**Exercise:** Put every line of the items below into a Markdown table with two columns, Row and Line, numbering the rows in order and omitting any blank lines.

———

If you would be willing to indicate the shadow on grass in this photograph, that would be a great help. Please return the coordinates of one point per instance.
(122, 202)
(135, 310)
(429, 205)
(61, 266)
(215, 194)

———

**Full response:**
| Row | Line |
|---|---|
| 1 | If you would be willing to indicate the shadow on grass in this photograph, that would be a great help. Please return the coordinates of one point per instance. |
| 2 | (122, 202) |
| 3 | (135, 310) |
| 4 | (429, 205) |
| 5 | (61, 266) |
| 6 | (215, 194) |